Короткая задача 1: Кому, согласно тексту о Гофмане, посвящен «Щелкунчик»?
Короткая задача 2: Подхватите текст о Гофмане и напишите продолжение, которое начинается сразу после его последнего предложения.

Текст:
######

Э. Т. А. Гофман, сам свидетельствующий о себе и о своей жизни - страница 5

Шрифт
Интервал

стр.

Разумеется, нельзя сказать, что в эти ранние годы своей жизни, годы непрерывного пополнения запаса впечатлений и образов, среди этой бесплодной пустоши, где ему порой встречаются удивительные по красоте самоцветы, он был чужд простых и милых радостей, которые есть у всех детей. Взять хотя бы Рождество, — в ту пору еще не поставленное на коммерческие рельсы. Запах яблок, корицы и имбиря, скрип буфетных дверец, шелест шелковой бумаги, когда еще задолго до наступления ночи во всех закутках и углах дома собираются тени.

В эту заряженную тайной атмосферу мы погружаемся буквально с первых строк Щелкунчика и мышиного короля и Повелителя блох, где герои, собравшись в полутемной зале, с затаенным дыханием ждут серебряного звона колокольчика, возвещающего начало раздачи подарков. И когда Гофман в одном из писем Гиппелю упоминает о звуках флейт, кларнетов и валторн, доносящихся с башни в новогоднюю ночь, не значит ли это, что их эхо донеслось до него сквозь годы, отделяющие его от детства? Да и порывал ли он когда-либо до конца со своим детством? Подобно всем тем, кто уже в ранние годы был взрослым, он и в зрелом возрасте сохраняет в себе многое от ребенка. Он ни в коем случае не наивен и никогда не был таковым, однако в течение всей своей жизни питает явную предрасположенность к шуткам, гримасам, маскарадам, розыгрышам и — игрушкам. Подлинным гимном игрушке — а заодно, пожалуй, и ребенку, которым и он когда-то был, — является Щелкунчик, посвященный детям его друга Гитцига. Как все любители кукол и марионеток, он питает к детям почти полное безразличие. Если принц Игнац из Кота Мурра — это явная карикатура, то Перегринуса из Повелителя блох с большим основанием можно считать автопортретом писателя. Перегринус сел за стол, чтобы в спокойной обстановке рассмотреть другие нарядные подарки. Понемногу смакуя марципан, он перебрал марионеток, заставляя их выделывать разные замысловатые па, перелистал книжки с картинками, а затем устроил смотр своему войску, которое он обмундировал сообразно целям и мог по праву считать непобедимым, ибо солдаты маршировали не на войну, а на охоту. Неожиданно он с досадой обнаружил, что имеется только охота на зайца и лису, в то время как охота на оленя и дикого кабана полностью отсутствует. Между тем она непременно должна была быть — никто не знал этого лучше, чем Перегринус, который закупил все сам, сделав это с величайшим старанием и тщанием. (Через несколько строк читателю сообщат, что Перегринусу тридцать шесть лет от роду.)

######

Исходные данные:
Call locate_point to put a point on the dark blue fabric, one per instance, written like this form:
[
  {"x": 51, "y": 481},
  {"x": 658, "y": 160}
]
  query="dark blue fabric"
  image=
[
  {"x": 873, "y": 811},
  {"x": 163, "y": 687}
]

######

Итоговый ответ 1: Детям друга Гофмана Гитцига.

Итоговый ответ 2:
В 1792 году Эрнст уже студент юридического факультета. Это время, когда Кант возглавляет кафедру философии в Кенигсбергском университете, однако юноша посещает исключительно лекции по юриспруденции. Если бы даже он и ознакомился с основами кантовской философии, они, скорее всего, никак не отразились бы на его внутренней жизни; он бы их отверг.

Ничем особенно не выделяясь, Гофман, тем не менее, учится прилежно, хотя, быть может, и не так блестяще, как его друг Гиппель, тоже избравший юридическую стезю. На его суд Гофман представляет свои первые литературные опыты: Корнаро, Мемуары графа Юлиуса фон С. и Таинственного. К сожалению, эти произведения до нас не дошли, несмотря на усердные поиски. Гиппель восхищается, критикует и поощряет, реагируя таким же образом и на рисунки, которые показывает ему Гофман; наделенный, помимо прочего, блестящими способностями к рисованию, он постоянно упражняется в этом искусстве и берет уроки у художника Земана.

При этом, однако, он не пропускает ни дня, чтобы не шлифовать свой музыкальный талант, и к восемнадцати годам уже имеет достаточный опыт, чтобы давать уроки фортепианной игры. К этому времени он уже приобрел ту характерную внешность, которая практически не изменится с течением лет. Это молодой человек ростом намного ниже среднего, очень худощавый, чуть сутулый. Иссиня-черная шевелюра падает на высокий лоб беспорядочными прядями, нос орлиный, подбородок загнут вверх, словно носок туфли, цвет кожи желтоватый, рот несоразмерно большой, губы плотно сжаты, словно оберегая некую тайну; глаза цвета лунного камня, выразительные и близорукие, блестят и сверкают неугасимым пламенем из-под длинных ресниц. Непрестанные нервные подергивания и отчаянная жестикуляция сообщают всему этому облику гнома необыкновенную подвижность. Таким предстает он своей первой ученице, которая становится и его первой возлюбленной.


стр.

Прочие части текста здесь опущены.